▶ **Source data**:
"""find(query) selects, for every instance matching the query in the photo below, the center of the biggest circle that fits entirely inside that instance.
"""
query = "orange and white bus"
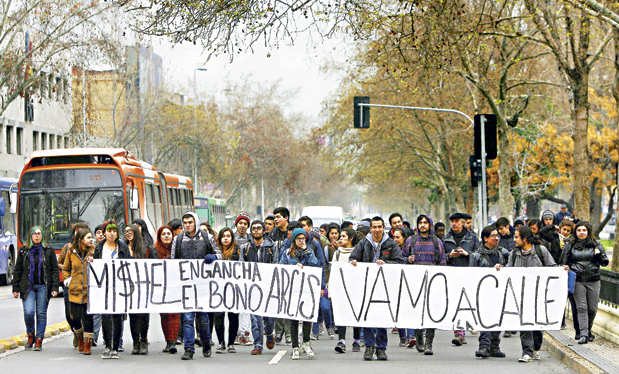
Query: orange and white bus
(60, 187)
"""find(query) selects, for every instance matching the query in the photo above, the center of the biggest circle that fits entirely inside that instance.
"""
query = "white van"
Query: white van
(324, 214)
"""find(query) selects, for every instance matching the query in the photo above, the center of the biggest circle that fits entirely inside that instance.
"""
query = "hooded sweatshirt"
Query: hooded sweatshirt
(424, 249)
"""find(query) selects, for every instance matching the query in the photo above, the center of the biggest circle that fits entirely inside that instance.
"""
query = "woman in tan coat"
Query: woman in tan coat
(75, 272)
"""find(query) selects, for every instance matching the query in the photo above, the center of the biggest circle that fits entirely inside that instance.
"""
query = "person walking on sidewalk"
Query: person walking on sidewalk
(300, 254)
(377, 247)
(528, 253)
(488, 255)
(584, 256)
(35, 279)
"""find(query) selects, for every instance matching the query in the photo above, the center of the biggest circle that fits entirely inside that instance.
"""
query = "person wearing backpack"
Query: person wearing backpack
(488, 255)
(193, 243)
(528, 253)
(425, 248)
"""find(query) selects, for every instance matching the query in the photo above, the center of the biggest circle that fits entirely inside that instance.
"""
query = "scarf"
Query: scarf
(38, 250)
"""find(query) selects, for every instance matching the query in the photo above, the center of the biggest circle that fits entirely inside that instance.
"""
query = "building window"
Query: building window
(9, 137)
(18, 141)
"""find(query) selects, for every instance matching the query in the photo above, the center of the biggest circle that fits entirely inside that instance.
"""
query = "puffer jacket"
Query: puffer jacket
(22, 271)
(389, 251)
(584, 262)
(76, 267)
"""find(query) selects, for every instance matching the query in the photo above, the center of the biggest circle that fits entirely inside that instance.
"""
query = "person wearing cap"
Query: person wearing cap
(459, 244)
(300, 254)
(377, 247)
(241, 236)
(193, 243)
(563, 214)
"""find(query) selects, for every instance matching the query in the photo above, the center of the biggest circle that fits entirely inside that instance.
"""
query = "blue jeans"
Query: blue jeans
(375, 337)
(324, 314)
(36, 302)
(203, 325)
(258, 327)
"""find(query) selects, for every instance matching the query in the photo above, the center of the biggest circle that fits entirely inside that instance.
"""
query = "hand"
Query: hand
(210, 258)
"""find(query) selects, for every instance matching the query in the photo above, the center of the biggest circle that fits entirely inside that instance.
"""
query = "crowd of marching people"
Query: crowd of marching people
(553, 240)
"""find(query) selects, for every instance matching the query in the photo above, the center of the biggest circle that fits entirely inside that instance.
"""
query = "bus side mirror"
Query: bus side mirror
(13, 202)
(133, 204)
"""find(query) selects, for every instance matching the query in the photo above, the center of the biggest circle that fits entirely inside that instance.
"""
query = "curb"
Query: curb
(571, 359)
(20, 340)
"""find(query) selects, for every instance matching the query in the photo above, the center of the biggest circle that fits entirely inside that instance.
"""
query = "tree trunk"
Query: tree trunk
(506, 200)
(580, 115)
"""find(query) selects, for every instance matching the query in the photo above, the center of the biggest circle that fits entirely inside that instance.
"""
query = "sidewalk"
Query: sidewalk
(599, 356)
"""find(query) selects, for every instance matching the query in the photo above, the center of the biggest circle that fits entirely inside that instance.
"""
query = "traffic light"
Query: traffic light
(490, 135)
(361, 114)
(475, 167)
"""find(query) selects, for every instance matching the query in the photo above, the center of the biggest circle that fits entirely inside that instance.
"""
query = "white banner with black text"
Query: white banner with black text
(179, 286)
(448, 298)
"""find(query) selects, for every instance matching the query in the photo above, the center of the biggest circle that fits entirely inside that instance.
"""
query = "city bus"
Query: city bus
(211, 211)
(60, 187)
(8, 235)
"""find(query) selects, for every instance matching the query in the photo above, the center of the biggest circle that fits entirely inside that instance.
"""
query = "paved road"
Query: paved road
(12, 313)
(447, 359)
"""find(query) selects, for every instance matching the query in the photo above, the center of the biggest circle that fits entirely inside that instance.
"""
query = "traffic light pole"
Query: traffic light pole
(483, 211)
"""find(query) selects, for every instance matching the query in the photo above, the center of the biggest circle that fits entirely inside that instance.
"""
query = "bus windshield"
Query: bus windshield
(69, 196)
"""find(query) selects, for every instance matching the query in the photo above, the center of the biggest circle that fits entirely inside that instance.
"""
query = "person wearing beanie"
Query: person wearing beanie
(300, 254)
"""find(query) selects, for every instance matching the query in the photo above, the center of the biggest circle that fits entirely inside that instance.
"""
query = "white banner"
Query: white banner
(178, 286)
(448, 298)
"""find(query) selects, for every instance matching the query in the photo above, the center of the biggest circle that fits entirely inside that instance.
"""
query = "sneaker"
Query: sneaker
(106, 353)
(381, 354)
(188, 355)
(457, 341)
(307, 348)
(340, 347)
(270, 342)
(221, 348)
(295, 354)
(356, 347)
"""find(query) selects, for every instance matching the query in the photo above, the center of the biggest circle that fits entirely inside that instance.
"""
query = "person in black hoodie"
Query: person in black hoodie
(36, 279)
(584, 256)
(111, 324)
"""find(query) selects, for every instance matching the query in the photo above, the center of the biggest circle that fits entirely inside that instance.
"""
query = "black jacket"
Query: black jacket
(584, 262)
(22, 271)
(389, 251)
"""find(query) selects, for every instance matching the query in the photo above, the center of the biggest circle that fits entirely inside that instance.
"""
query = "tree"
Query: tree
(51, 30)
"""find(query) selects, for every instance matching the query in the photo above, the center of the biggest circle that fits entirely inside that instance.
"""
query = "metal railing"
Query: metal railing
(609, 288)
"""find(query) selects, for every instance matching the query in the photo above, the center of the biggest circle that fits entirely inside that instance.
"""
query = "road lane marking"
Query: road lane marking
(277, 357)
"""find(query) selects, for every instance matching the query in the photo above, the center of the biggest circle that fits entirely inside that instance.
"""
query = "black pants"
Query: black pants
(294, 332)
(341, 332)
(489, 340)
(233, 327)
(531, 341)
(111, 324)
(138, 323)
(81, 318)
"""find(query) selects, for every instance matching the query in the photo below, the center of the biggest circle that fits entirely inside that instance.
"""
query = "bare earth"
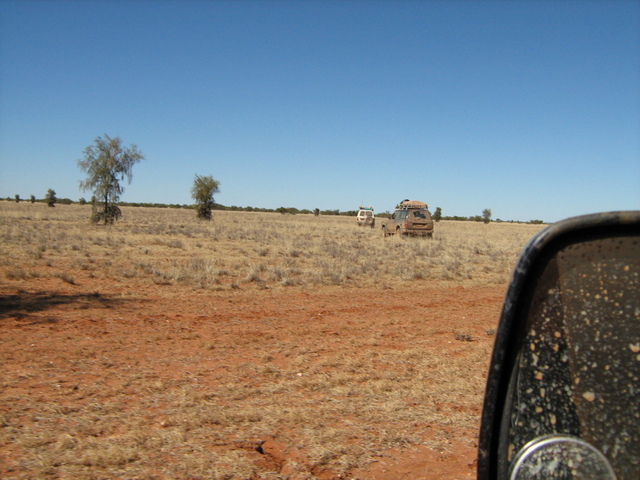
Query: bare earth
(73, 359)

▶ **PROBLEM DESCRIPTION**: Output the full set of records above without changing a word, and drop the images.

▶ **RESPONSE FOR THIS EXERCISE**:
"""find(query) selects, for every instance matching the query in the photo below, the center of the biggest circle that fits entirely inside that instance.
"""
query = "orange and white bus"
Query: orange and white bus
(60, 187)
"""find(query) selects, for every instance matching the query in the photo above, the center of the biggest circle that fits entirely inside that instance.
"""
query = "white van"
Query: white van
(324, 214)
"""find(query) selects, for every instance matching the query in the photo above, the center of the biggest circle that fits entirely inside that instance.
"""
query = "hooded sweatshirt"
Query: hooded sweatshirt
(424, 249)
"""find(query) selects, for every instance matching the query in the photo above, the center of the biggest circle that fits entirely inside that instance.
"""
query = "woman in tan coat"
Query: woman in tan coat
(75, 272)
"""find(query) selects, for every instance matching the query in the photo above, the center of the biggest circle that fits entirely inside that instance.
"""
query = "person walking on sidewalk"
Query: person walking on sidewalk
(300, 254)
(377, 247)
(528, 253)
(488, 255)
(584, 256)
(35, 279)
"""find(query) selects, for every instance matching the query in the photo above, the center of the biggest circle that fits entirely inside that instance.
"""
query = "person wearing backpack"
Query: person wearing backpack
(488, 255)
(193, 243)
(528, 253)
(425, 248)
"""find(query) selects, for every instance matching the query in the photo above, the center of the biggest circle that fits entirely inside that instance.
"""
query = "scarf"
Query: scarf
(38, 250)
"""find(query) selects, for every instance matching the query in the photo above, the center of the biggest circle that fits entirely inside that instance.
"""
query = "building window"
Query: building window
(9, 137)
(18, 141)
"""find(query) selects, for every instance matching the query in the photo above, the center of the biggest circle that fits entirely inside that instance.
"""
query = "puffer jacket"
Query: puffer jacket
(22, 271)
(389, 251)
(584, 262)
(76, 267)
"""find(query) selects, for every instance matching the query in the photo above, the center of the biggest circle that fits entirely inside that instance.
"""
query = "person wearing cap"
Query: person wearing cap
(459, 244)
(300, 254)
(377, 247)
(241, 236)
(193, 243)
(563, 214)
"""find(query) selects, for every instance matching the query in the photo above, the center of the biggest circle that fits entirely inside that instance.
"""
query = "blue jeans"
Query: blue jeans
(375, 337)
(324, 314)
(36, 302)
(203, 325)
(258, 327)
"""find(query) selects, for every instance matching the query in the photo above, the center of the biggest circle that fits entirely inside that instance.
"""
query = "hand"
Query: hand
(210, 258)
"""find(query) selects, for every instance matching the query in the photo above, the center of the biggest circle that fits entirely inside that instance.
"""
query = "crowd of marching people"
Query: crowd of marching people
(553, 240)
"""find(query) selects, for every instance matching the query in the photo above, the center of the biggest circle that fits entirely inside that instance.
"""
query = "bus side mirror"
Query: bus side mirror
(13, 202)
(133, 204)
"""find(query) selects, for every instance matching the query in the photo above, the center of the biggest circle that fits entirely inside that instance.
"""
query = "curb"
Query: curb
(571, 359)
(20, 340)
"""find(query) selects, for every instance matching the query in the photo above, the center of the biggest circle that fits entirely inside that instance.
"""
query = "tree trunk"
Query: tree trunk
(506, 200)
(580, 115)
"""find(query) selects, for every instance matching the query in the photo above, the center of the biggest circle that fits entirely inside that instance.
"""
query = "sidewalk"
Query: sidewalk
(599, 356)
"""find(query) selects, for every instance matching the query in the photo above, the center of the biggest circle that fits entirely inside that instance.
"""
query = "traffic light"
Query: traffic light
(490, 135)
(361, 114)
(475, 167)
"""find(query) selects, for every instance matching the query in the photo above, the center of the biggest circle that fits entirely inside that instance.
"""
query = "white banner with black text"
Query: white banner with black text
(179, 286)
(448, 298)
"""find(query) selects, for every instance matching the query in the photo above, the center of the biggest circle that fits entirely inside that instance.
"""
query = "city bus"
Query: city bus
(211, 211)
(60, 187)
(8, 235)
"""find(query) selects, for every instance matching the query in the photo above, the center of the biggest circle that fits entirely inside that instance.
"""
query = "paved road"
Query: paved road
(12, 313)
(447, 359)
"""find(query) selects, for every instance matching the query in the photo above, the center of the biggest circle that fits entirely inside that instance.
"""
query = "traffic light pole"
Query: traffic light pole
(483, 211)
"""find(query) selects, for every instance matching the query in the photo above, the center of the biggest circle that fits entirely inside that instance.
"""
query = "bus windshield"
Query: bus windshield
(69, 196)
"""find(query) selects, for every instance matching the query in the photo above, the center of the biggest circle that fits entirely inside that instance.
"""
query = "person wearing beanie"
Query: person wearing beanie
(300, 254)
"""find(query) selects, for every instance matching the query in the photo above, the center of the biggest circle that fits entirely inside that instance.
"""
query = "white banner"
Query: white banner
(178, 286)
(448, 298)
"""find(query) selects, for every instance matching the query in the photo above, the center of the biggest circle that fits entirely inside that instance.
"""
query = "sneaker"
Query: sneaker
(106, 353)
(381, 354)
(188, 355)
(457, 341)
(307, 348)
(340, 347)
(270, 342)
(221, 348)
(295, 354)
(356, 347)
"""find(query) selects, for every instance matching the query in the photo above, the center of the biggest circle that fits entirely inside that instance.
"""
query = "person in black hoodie"
Query: person in black hoodie
(36, 279)
(584, 256)
(111, 324)
"""find(query) selects, for every instance matching the query in the photo above, the center of the biggest circle that fits entirely inside that instance.
"""
query = "black jacket"
Query: black jacket
(584, 262)
(22, 271)
(389, 251)
"""find(query) selects, for every instance matching the query in the photo above, the center of the biggest circle that fits entirely inside that instance.
"""
query = "tree"
Query: tree
(51, 30)
"""find(query) selects, for every instance matching the query in the photo above, the center of the biggest circle that fits entirely inside that instance.
"""
query = "metal railing"
Query: metal railing
(609, 288)
"""find(query) selects, for every instance matching the query in the photo above, the center of the biggest circle that fits entirely inside that instance.
"""
query = "road lane marking"
Query: road lane marking
(277, 357)
"""find(query) selects, for every instance matching the query in the photo above, the center of the biggest circle that fits entirely inside that instance.
"""
query = "black pants"
Query: black pants
(294, 332)
(341, 332)
(489, 340)
(233, 327)
(531, 341)
(111, 324)
(138, 323)
(81, 318)
"""find(query) selects, for every instance matching the query in the photo below, the center of the biggest circle that fits entirely inside that instance.
"""
query = "bare earth"
Query: bare earth
(73, 359)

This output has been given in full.